--- Start of RECORDS PROVIDED ---

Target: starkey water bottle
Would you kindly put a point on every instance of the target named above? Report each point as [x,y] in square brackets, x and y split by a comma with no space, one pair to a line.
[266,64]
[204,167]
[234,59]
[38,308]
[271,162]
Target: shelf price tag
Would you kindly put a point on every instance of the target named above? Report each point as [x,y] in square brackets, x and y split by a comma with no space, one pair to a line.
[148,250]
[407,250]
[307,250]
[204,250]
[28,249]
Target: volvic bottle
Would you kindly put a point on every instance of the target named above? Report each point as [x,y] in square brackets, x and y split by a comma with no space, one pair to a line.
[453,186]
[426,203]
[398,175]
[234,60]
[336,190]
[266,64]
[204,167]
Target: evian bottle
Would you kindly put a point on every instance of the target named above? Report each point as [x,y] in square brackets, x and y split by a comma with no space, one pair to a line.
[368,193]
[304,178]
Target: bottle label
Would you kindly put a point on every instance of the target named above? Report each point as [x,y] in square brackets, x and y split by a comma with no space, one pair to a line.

--- End of RECORDS PROVIDED ---

■ WHAT YOU SHOULD DO:
Rescale the records above by reproducing every line, requests included, with each point coordinate in the answers multiplied by 0.2 and rounded to the nearest whole number, halves rounded up.

■ TASK SOLUTION:
Target: starkey water bottle
Would you kindly put a point on every instance of the target named above? Report each point as [x,y] in square brackets, x and y split by a comma with no space, one pair to a line.
[53,13]
[41,33]
[47,12]
[8,62]
[54,32]
Target: shelf price tag
Would you kindly put a point on every instance of the target named above? Report each point as [x,y] in square brackets, x and y split by a comma with no space, one pair to a line.
[30,50]
[81,50]
[61,50]
[41,50]
[6,50]
Target: volvic bottle
Would you kindly put a point on every instance of the target named above? Report each point as [x,y] in square brackets, x and y split by a comma with no space, one pair to a line.
[91,37]
[85,41]
[80,35]
[47,12]
[67,38]
[53,13]
[41,33]
Target: evian bottle
Would you kindly put a point on every instance of the target named above? Report each point as [x,y] in square brackets, x and y split by a comma with no space, one pair to a line.
[74,39]
[61,36]
Target: bottle label
Would you kindly put a point on every instance of the target named above? Report each point as [x,y] in square brackets, x and y split by a comma with no space, one pair to a line.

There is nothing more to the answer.